— Records for the exercise —
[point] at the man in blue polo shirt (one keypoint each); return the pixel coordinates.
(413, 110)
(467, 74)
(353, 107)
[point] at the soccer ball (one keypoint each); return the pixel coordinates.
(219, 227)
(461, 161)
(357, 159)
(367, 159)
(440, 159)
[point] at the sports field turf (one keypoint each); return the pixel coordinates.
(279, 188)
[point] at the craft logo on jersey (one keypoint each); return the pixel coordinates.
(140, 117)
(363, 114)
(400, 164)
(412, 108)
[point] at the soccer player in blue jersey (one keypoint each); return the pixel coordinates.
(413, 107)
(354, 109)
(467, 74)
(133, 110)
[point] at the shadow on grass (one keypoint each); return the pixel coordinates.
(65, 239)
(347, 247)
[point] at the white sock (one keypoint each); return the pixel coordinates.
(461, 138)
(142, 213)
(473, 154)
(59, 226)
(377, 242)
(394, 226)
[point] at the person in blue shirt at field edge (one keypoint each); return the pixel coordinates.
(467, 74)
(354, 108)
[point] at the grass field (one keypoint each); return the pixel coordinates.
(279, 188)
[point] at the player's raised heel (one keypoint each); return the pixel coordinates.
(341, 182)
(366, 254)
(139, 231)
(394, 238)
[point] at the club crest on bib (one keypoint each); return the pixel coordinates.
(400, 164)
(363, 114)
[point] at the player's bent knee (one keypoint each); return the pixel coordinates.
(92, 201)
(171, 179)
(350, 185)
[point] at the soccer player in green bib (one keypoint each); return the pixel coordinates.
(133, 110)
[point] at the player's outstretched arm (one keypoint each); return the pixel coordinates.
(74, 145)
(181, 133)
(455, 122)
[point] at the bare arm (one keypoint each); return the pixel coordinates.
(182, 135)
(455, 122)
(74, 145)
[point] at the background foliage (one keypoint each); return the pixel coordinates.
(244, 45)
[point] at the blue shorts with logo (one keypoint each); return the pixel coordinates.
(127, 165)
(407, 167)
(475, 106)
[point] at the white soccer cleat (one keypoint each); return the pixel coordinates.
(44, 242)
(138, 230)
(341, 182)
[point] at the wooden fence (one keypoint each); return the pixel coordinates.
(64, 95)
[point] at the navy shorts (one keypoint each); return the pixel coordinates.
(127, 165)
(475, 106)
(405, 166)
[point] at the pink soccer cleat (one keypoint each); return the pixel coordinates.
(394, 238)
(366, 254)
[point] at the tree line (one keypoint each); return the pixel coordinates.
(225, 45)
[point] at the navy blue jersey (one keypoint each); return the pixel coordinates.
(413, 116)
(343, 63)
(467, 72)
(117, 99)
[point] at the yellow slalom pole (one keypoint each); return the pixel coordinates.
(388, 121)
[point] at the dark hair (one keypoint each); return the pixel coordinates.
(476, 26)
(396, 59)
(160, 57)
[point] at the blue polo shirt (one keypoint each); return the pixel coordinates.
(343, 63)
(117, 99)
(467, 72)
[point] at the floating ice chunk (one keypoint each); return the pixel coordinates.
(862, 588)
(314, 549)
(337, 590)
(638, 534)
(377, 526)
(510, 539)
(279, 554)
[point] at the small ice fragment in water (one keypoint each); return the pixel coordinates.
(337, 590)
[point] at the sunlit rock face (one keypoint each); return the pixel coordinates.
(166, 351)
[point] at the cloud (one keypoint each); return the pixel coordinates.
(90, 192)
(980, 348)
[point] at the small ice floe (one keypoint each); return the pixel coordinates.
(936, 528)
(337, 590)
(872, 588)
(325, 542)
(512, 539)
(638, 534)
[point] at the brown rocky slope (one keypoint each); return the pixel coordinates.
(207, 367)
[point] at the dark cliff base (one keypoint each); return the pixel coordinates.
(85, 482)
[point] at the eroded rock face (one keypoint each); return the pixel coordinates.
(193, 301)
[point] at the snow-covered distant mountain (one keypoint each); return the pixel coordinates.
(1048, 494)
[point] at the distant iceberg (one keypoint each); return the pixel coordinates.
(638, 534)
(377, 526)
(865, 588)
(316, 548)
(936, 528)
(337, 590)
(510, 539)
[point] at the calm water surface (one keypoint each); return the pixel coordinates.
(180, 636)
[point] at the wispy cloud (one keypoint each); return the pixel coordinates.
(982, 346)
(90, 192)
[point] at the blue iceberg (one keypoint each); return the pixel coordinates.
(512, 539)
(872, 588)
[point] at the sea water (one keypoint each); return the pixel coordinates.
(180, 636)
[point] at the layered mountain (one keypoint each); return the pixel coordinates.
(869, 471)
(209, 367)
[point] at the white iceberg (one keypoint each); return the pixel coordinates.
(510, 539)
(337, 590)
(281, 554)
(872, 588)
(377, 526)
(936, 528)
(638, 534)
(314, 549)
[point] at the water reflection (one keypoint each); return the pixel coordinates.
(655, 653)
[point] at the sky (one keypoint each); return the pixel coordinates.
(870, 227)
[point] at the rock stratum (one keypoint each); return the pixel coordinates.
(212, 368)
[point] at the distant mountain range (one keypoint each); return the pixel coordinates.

— To do —
Turn the listing above into a numbered list, dropping any blank lines.

— Problem solution —
1. [point] at the man in blue polo shirt (one keypoint each); return the pixel coordinates.
2. (413, 110)
3. (467, 74)
4. (353, 107)
5. [point] at the soccer ball (one keypoint each); return the pixel coordinates.
6. (219, 227)
7. (461, 161)
8. (357, 159)
9. (367, 159)
10. (440, 159)
11. [point] at the sports field turf (one keypoint each); return the pixel coordinates.
12. (279, 188)
13. [point] at the craft logo on jersey (one keypoint each); return the pixel coordinates.
14. (140, 117)
15. (363, 114)
16. (400, 164)
17. (412, 108)
18. [point] at the soccer player in blue jersey (one keypoint each); return the pixel coordinates.
19. (413, 107)
20. (354, 109)
21. (467, 74)
22. (133, 110)
23. [point] at the shadow on grass (one keypoint each); return the pixel coordinates.
24. (65, 239)
25. (347, 247)
26. [point] at the white sock (one keypoint each); return the pixel coordinates.
27. (461, 138)
28. (142, 213)
29. (473, 154)
30. (59, 226)
31. (377, 242)
32. (394, 226)
33. [point] at the person in blue shirt at field edge (one keypoint each); return the pixel coordinates.
34. (467, 74)
35. (354, 108)
36. [point] at the grass field (one keypoint each); return the pixel coordinates.
37. (279, 188)
38. [point] at the player's raised heel (one keypoint each); return the pixel coordinates.
39. (341, 182)
40. (366, 254)
41. (139, 231)
42. (394, 238)
43. [point] at the club crest on bib (one keypoint each); return the pixel coordinates.
44. (400, 164)
45. (363, 114)
46. [point] at the player's bent knee (one keypoint each); return the pixel coordinates.
47. (92, 201)
48. (171, 179)
49. (350, 185)
50. [point] at the soccer player in green bib (one keypoint each); return the pixel coordinates.
51. (133, 110)
52. [point] at the player's outstretched arm (one keypoint each); return the pixel coordinates.
53. (74, 145)
54. (181, 133)
55. (455, 122)
56. [point] at the bare arm (one keypoint each); return the pixel coordinates.
57. (182, 135)
58. (455, 122)
59. (74, 145)
60. [point] at the background foliage (one keypoint each); return the pixel coordinates.
61. (244, 45)
62. [point] at the blue shorts with logo (one keypoint each); return the pixel coordinates.
63. (127, 165)
64. (407, 167)
65. (475, 106)
66. [point] at the white soccer cleat (one keypoint each); return the pixel coordinates.
67. (44, 242)
68. (138, 230)
69. (341, 182)
70. [point] at the wooden fence (one keypoint each); return the pixel coordinates.
71. (64, 95)
72. [point] at the navy shorts (one keypoint each); return the pixel coordinates.
73. (127, 165)
74. (475, 106)
75. (405, 166)
76. [point] at the pink soccer cleat (one keypoint each); return the pixel coordinates.
77. (394, 238)
78. (366, 254)
79. [point] at the tree line (one keypoint each); return the pixel coordinates.
80. (225, 45)
81. [point] at the navy blue jersey (one keypoint each); return the pixel coordinates.
82. (413, 116)
83. (343, 63)
84. (467, 72)
85. (117, 99)
86. [point] at the yellow slalom pole (one keypoint each); return the pixel coordinates.
87. (388, 121)
88. [point] at the dark hair (one keypoint each); return the pixel coordinates.
89. (476, 26)
90. (396, 59)
91. (160, 57)
92. [point] at the blue polo shirt (one keypoint each); return the pixel coordinates.
93. (343, 63)
94. (117, 99)
95. (467, 72)
96. [point] at the floating ice chunk (one keypoint each); return the pixel coordinates.
97. (862, 588)
98. (314, 549)
99. (337, 590)
100. (638, 534)
101. (377, 526)
102. (510, 539)
103. (279, 554)
104. [point] at the small ice fragment in water (one keypoint each); return the pixel coordinates.
105. (337, 590)
106. [point] at the sunlit rock face (one keypoint each); return the pixel coordinates.
107. (166, 351)
108. [point] at the cloud (one keypoint each); return the pixel coordinates.
109. (90, 192)
110. (980, 348)
111. [point] at the small ice floe (one keypoint each); return the pixel coordinates.
112. (936, 528)
113. (337, 590)
114. (872, 588)
115. (325, 542)
116. (512, 539)
117. (638, 534)
118. [point] at the brown rocky slope (one keypoint each); return the pixel coordinates.
119. (207, 367)
120. [point] at the dark cliff base (one keypoint each); return the pixel coordinates.
121. (85, 482)
122. [point] at the eroded rock face (one keypoint each); return the pixel coordinates.
123. (193, 301)
124. [point] at the snow-covered distant mountain (one keypoint each); return the pixel coordinates.
125. (1048, 494)
126. [point] at the distant iceberg (one keypoint each); return the pixel coordinates.
127. (638, 534)
128. (377, 526)
129. (865, 588)
130. (316, 548)
131. (936, 528)
132. (337, 590)
133. (510, 539)
134. [point] at the calm water surface (one keypoint each); return the pixel coordinates.
135. (180, 636)
136. [point] at the wispy cloud (one keypoint each); return the pixel coordinates.
137. (982, 346)
138. (90, 192)
139. [point] at the blue iceberg (one keypoint each); return the pixel coordinates.
140. (512, 539)
141. (872, 588)
142. [point] at the sea water (one keypoint each); return the pixel coordinates.
143. (180, 636)
144. [point] at the layered mountain (one keypoint each); return the pixel coordinates.
145. (869, 471)
146. (209, 367)
147. [point] at the white iceberg (one keypoint each); return the pixel coordinates.
148. (510, 539)
149. (337, 590)
150. (281, 554)
151. (872, 588)
152. (377, 526)
153. (936, 528)
154. (638, 534)
155. (314, 549)
156. [point] at the water reflection (one keypoint each); return the pixel coordinates.
157. (655, 653)
158. [point] at the sky (one keypoint each); return the pixel coordinates.
159. (870, 227)
160. [point] at the rock stratum (one keypoint each); return the pixel coordinates.
161. (212, 368)
162. [point] at the distant mountain range (one keypoint each); return the pixel coordinates.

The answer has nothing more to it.